++++ Enregistrements sources

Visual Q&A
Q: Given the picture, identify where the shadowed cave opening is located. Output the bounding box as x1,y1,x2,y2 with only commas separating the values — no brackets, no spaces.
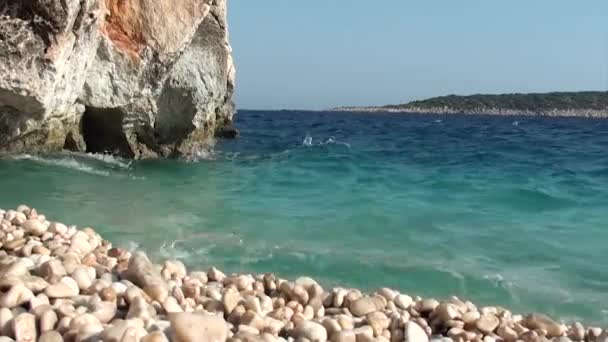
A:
82,107,133,158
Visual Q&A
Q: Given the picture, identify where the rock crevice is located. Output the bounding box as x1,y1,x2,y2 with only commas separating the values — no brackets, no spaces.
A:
0,0,234,158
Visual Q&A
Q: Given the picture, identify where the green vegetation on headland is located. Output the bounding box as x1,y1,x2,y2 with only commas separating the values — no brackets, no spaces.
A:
338,91,608,117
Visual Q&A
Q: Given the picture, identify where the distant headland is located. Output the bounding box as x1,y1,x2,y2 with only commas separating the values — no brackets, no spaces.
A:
334,91,608,118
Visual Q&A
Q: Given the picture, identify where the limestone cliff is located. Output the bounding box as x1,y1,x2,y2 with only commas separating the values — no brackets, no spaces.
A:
0,0,235,158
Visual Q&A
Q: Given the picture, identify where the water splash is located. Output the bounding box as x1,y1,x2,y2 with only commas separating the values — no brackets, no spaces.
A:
11,154,110,177
302,135,312,146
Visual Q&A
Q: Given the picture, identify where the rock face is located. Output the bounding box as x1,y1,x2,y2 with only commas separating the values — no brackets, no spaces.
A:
0,0,235,158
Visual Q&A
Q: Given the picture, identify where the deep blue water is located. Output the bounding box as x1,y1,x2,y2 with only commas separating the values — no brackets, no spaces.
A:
0,111,608,324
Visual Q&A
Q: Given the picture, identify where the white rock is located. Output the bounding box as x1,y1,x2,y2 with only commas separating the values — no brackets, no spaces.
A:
403,321,429,342
13,312,37,342
169,313,228,342
0,284,34,309
293,321,327,342
21,219,48,236
44,277,80,298
72,266,95,290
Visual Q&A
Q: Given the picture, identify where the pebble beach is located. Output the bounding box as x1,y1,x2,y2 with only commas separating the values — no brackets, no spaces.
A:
0,205,608,342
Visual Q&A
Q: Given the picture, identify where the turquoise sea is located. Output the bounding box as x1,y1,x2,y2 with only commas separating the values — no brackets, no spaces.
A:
0,111,608,325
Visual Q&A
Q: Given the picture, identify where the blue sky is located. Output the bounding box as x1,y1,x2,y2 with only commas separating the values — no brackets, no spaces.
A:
229,0,608,109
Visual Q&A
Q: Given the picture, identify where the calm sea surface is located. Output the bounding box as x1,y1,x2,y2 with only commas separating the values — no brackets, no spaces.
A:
0,111,608,324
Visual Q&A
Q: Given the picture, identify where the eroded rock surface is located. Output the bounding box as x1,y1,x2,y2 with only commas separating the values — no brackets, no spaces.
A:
0,0,235,158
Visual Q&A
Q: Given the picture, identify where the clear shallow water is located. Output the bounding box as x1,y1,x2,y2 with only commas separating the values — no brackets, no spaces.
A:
0,111,608,325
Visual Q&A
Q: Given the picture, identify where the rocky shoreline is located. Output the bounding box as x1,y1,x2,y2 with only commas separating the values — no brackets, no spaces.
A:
0,205,608,342
332,107,608,118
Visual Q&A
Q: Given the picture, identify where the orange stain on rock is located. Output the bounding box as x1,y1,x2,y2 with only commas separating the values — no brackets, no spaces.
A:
101,0,146,61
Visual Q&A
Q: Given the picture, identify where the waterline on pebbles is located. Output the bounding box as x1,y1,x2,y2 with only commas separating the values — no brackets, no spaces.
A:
0,205,608,342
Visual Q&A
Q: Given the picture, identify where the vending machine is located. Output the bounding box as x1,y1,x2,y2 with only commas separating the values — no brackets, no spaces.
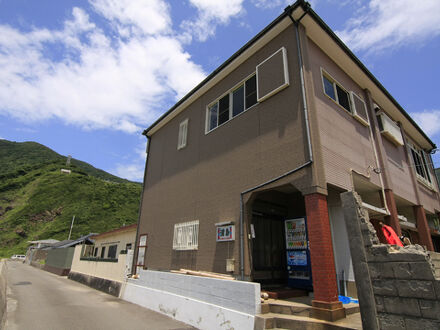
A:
284,217,313,290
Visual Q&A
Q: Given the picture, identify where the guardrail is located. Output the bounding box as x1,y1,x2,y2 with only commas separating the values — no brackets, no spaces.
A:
0,260,7,329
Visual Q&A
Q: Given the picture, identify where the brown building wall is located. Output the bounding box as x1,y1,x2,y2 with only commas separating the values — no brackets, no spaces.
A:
308,39,380,190
139,26,311,275
418,182,440,214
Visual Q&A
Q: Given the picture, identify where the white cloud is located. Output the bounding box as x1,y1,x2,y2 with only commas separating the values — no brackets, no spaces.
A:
90,0,171,34
252,0,290,9
336,0,440,52
0,0,205,132
411,110,440,136
181,0,244,41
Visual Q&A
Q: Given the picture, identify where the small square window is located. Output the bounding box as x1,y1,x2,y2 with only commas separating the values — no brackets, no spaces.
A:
208,102,218,130
218,94,229,125
232,85,244,117
336,85,350,111
321,72,351,112
108,245,118,259
322,76,336,101
173,220,199,250
177,119,188,150
206,74,258,133
245,75,257,109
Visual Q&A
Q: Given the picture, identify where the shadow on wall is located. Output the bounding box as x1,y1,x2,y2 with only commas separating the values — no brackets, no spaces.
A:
341,192,440,330
170,250,197,270
0,261,7,329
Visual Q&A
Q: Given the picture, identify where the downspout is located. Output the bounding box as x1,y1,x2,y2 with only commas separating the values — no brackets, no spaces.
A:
131,135,151,274
240,6,313,281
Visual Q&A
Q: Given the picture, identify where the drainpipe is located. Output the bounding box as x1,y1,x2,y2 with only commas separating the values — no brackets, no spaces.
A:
131,135,151,274
240,6,313,281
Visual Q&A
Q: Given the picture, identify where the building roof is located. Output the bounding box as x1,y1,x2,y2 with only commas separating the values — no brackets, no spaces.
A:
51,233,98,249
91,223,137,239
142,0,436,150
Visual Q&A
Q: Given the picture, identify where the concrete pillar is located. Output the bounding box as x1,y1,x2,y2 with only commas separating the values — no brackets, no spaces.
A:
385,189,402,237
414,205,434,251
304,193,345,321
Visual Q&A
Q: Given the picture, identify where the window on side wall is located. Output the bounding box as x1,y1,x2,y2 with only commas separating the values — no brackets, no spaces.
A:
101,246,105,258
408,143,432,185
321,70,351,112
108,245,118,259
177,119,188,150
173,220,199,250
206,75,257,132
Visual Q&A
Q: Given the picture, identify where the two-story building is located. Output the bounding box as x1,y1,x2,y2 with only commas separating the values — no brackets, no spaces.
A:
136,0,440,320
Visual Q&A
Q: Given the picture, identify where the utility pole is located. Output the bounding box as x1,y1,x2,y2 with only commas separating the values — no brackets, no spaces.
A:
68,216,75,240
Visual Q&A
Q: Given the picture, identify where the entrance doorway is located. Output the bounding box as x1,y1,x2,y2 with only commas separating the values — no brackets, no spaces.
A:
249,185,305,289
252,212,287,285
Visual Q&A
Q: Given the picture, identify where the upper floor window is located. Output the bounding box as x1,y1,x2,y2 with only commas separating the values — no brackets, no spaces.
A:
206,75,257,132
173,220,199,250
177,119,188,150
321,70,351,112
408,143,432,185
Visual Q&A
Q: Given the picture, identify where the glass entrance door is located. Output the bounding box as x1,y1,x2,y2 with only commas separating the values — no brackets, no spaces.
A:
252,213,287,284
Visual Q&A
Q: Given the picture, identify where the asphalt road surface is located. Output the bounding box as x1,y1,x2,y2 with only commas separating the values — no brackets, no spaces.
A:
5,261,194,330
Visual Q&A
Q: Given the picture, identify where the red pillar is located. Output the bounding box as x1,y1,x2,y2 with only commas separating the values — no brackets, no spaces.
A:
414,205,434,251
385,189,402,237
304,193,345,321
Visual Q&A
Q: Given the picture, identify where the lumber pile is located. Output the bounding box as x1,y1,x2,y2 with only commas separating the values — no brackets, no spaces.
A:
171,268,235,281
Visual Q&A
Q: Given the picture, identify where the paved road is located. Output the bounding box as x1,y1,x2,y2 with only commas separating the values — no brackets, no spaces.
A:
5,261,194,330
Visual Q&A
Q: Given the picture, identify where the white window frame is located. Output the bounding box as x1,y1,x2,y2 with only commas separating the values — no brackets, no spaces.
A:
173,220,199,251
255,47,290,102
321,68,353,115
408,142,433,188
205,72,259,134
177,118,188,150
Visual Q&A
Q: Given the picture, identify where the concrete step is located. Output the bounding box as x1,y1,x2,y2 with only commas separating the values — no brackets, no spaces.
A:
254,313,362,330
261,300,360,317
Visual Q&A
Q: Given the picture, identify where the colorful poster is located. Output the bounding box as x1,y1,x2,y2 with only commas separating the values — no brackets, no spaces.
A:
285,218,307,250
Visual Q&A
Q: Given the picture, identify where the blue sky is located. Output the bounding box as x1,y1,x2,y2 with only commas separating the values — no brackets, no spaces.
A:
0,0,440,181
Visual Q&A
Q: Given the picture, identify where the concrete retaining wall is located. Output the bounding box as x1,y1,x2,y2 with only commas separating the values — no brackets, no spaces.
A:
120,270,261,329
46,247,75,269
341,192,440,330
0,261,7,329
68,271,122,297
70,245,127,282
31,250,48,269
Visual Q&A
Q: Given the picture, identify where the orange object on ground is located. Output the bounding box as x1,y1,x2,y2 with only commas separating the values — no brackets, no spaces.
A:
382,224,403,247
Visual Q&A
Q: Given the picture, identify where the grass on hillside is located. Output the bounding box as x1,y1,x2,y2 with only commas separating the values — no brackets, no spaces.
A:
0,158,142,257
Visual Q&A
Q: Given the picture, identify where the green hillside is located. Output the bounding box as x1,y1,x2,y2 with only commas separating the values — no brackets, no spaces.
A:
0,140,142,257
0,140,134,183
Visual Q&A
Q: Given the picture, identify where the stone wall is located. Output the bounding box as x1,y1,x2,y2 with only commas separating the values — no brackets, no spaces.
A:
341,192,440,330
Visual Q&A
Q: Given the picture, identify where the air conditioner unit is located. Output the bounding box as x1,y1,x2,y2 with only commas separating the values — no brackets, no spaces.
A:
377,112,403,146
350,92,370,126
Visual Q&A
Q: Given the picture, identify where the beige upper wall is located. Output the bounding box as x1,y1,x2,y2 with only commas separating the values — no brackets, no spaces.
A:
308,39,380,190
94,228,136,257
308,39,439,213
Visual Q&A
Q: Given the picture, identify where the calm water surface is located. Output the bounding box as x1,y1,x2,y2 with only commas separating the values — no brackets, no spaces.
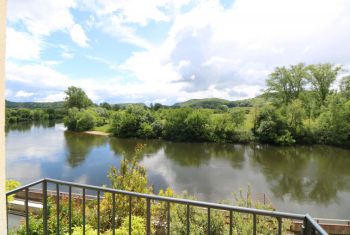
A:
6,123,350,219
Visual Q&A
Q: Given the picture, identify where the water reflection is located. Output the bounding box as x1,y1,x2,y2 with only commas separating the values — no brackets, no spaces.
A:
64,131,108,167
249,146,350,205
6,122,350,218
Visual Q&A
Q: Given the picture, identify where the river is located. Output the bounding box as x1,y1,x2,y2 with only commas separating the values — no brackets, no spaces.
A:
6,122,350,219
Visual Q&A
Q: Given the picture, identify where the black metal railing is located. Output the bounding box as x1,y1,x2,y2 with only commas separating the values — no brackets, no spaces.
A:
6,178,328,235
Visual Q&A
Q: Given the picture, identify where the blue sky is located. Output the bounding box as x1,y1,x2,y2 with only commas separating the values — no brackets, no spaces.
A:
6,0,350,104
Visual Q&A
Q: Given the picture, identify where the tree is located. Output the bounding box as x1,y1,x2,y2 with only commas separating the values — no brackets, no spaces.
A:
340,75,350,99
100,102,112,110
253,106,295,145
65,86,92,110
267,63,307,104
307,63,341,104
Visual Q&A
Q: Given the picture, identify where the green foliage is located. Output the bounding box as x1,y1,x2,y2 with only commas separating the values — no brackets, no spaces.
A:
340,75,350,99
308,64,341,104
115,216,147,235
65,86,92,110
315,94,350,147
253,106,295,145
266,63,308,104
63,108,95,131
5,180,21,201
232,186,291,234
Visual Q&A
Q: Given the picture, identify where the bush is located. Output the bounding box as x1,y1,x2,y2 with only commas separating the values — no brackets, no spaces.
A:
253,106,295,145
63,108,95,131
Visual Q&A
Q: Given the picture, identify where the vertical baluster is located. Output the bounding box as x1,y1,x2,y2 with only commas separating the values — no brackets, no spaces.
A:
277,217,282,235
68,185,72,235
167,202,170,235
253,214,256,235
230,211,233,235
43,181,48,235
207,207,210,235
129,196,132,235
186,204,190,235
146,198,151,235
6,196,9,231
56,184,60,234
83,188,85,235
112,193,115,235
25,188,29,235
97,190,100,235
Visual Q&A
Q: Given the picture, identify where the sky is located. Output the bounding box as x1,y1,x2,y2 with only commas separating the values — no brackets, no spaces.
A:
5,0,350,104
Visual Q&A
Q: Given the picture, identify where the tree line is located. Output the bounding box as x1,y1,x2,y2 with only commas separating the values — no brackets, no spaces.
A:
60,63,350,147
12,144,284,235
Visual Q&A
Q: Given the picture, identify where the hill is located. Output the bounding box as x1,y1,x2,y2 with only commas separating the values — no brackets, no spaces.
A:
5,100,64,109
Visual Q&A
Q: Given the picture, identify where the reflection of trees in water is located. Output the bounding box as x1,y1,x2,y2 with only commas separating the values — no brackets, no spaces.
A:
5,122,33,134
5,120,56,134
109,137,163,160
164,142,211,167
64,131,107,167
164,142,246,169
210,144,249,169
250,146,350,204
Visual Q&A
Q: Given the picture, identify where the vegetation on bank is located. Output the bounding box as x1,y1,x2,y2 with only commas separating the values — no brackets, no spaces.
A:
10,145,289,235
5,108,67,124
64,63,350,147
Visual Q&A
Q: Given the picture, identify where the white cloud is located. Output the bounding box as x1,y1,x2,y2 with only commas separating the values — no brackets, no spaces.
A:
82,0,171,26
70,24,89,47
6,62,70,90
35,92,66,102
7,0,88,47
98,16,152,49
6,27,42,60
7,0,76,36
15,90,35,98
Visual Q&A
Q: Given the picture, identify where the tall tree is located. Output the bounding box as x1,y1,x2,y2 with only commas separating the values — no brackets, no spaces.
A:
267,63,307,104
65,86,92,109
340,75,350,99
308,63,341,104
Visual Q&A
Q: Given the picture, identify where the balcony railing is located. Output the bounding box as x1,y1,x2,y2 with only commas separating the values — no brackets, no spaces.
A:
6,179,328,235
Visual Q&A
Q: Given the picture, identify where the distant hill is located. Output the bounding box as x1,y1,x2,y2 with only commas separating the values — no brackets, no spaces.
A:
5,100,64,109
112,103,147,108
173,96,264,109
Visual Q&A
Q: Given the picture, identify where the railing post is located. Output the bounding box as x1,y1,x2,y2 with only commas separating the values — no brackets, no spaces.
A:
97,190,101,235
186,204,190,235
230,210,233,235
129,196,132,235
302,217,309,235
56,184,60,235
112,193,115,235
167,202,170,235
68,185,72,235
25,188,29,235
83,188,86,235
207,207,210,235
146,198,151,235
253,214,256,235
277,217,282,235
42,180,48,235
6,196,9,232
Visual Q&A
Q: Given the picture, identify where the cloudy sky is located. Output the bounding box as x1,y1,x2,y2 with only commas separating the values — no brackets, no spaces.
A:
6,0,350,104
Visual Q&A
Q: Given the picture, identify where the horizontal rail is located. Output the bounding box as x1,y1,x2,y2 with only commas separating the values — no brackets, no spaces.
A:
6,178,328,235
45,178,305,220
6,179,45,196
305,214,328,235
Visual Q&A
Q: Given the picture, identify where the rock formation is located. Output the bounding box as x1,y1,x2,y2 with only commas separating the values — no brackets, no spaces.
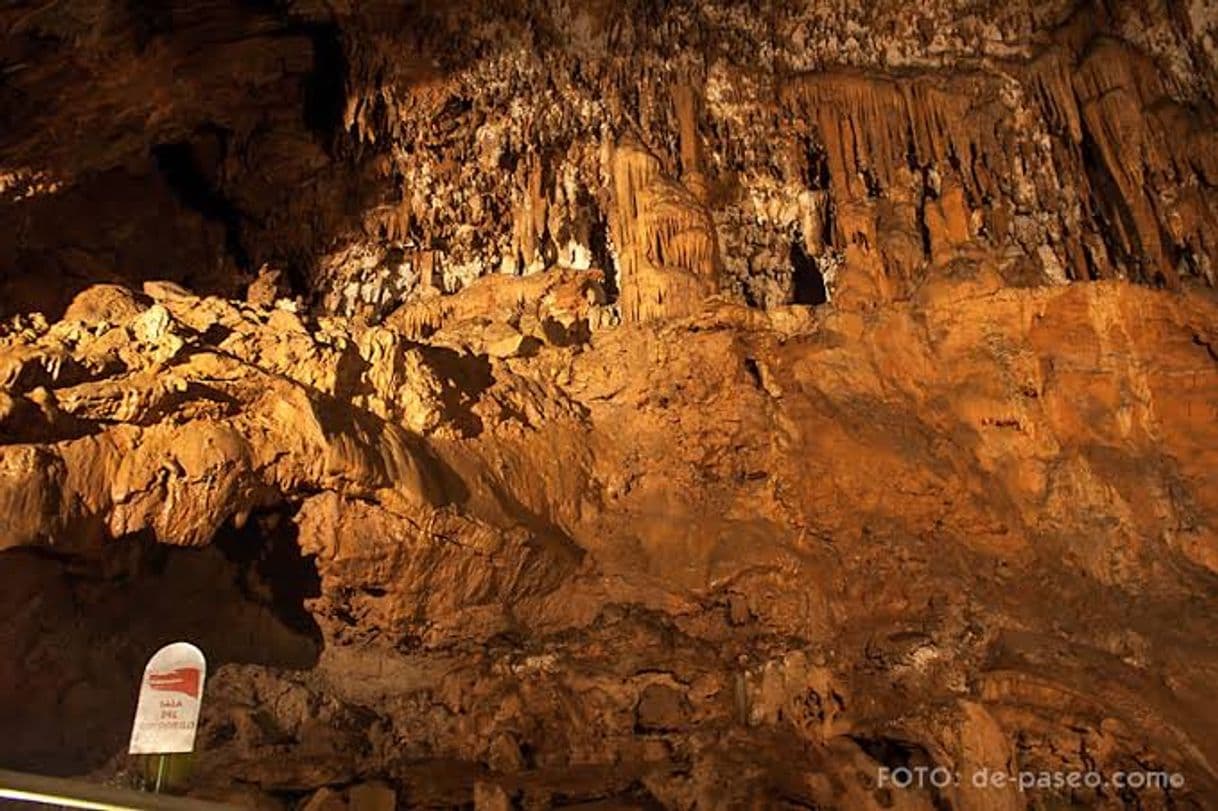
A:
0,0,1218,811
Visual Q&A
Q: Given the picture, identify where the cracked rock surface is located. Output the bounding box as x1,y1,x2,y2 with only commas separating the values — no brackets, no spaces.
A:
0,0,1218,811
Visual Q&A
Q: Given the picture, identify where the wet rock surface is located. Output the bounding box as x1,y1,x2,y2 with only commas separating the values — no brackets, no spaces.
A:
0,0,1218,811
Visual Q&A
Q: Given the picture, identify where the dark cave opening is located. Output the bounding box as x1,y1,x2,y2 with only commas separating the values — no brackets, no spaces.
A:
151,140,251,270
305,24,347,146
790,239,829,306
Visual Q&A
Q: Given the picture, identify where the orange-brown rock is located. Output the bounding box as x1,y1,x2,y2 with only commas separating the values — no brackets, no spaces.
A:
0,0,1218,811
0,278,1218,807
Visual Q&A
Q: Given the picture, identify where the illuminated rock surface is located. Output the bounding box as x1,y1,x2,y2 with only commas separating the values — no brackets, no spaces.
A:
0,0,1218,811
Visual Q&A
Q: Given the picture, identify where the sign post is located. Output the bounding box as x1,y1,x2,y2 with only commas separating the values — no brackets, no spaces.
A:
127,642,207,794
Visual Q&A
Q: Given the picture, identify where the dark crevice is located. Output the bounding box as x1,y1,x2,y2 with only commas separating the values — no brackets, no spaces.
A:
790,237,829,304
305,24,347,141
152,141,250,270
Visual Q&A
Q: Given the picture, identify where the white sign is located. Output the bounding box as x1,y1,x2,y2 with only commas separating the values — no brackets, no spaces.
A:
127,642,207,755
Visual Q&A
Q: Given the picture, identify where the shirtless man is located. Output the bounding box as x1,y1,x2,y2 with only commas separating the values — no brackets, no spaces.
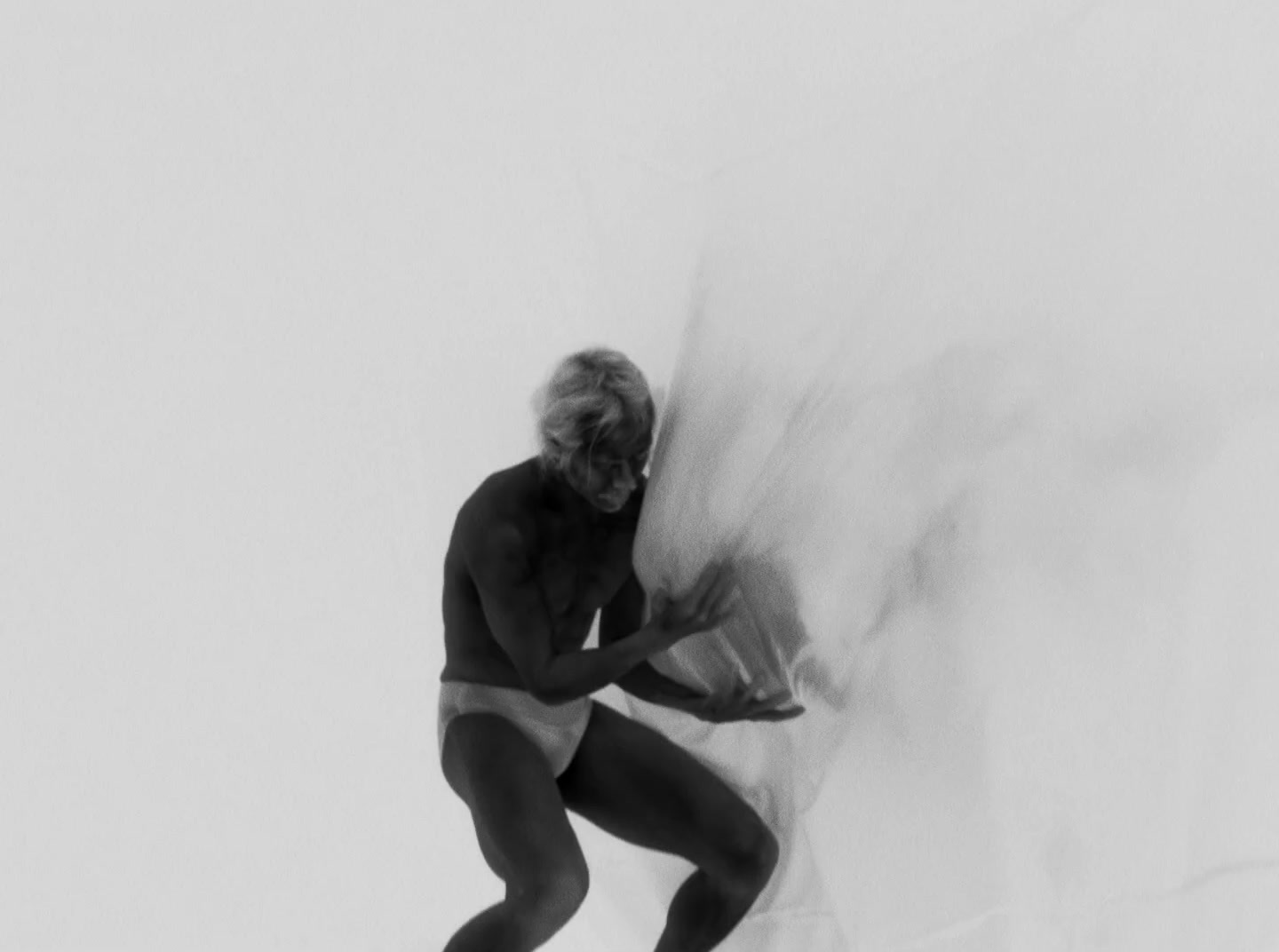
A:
440,349,800,952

++++++++

• _Consigne_:
Extrayez des enregistrements ci-dessus chaque ligne contenant la chaîne « orange ».

• _Sortie complète_:
Q: Given the picture, identify where the orange stain on rock is located. Output the bounding box as x1,y1,x2,y2 with only commas separating the values — no brackets, no spaces.
Q: Given the picture, identify where the orange object on ground is located. Output the bounding box as x1,y1,x2,y2 with only commas separating the values — no brackets, no spaces.
Q: Given the picture, identify where the orange-brown rock is located. Output the bounding box as x1,y1,x2,y2 with only commas separating the values — no brackets, no spaces.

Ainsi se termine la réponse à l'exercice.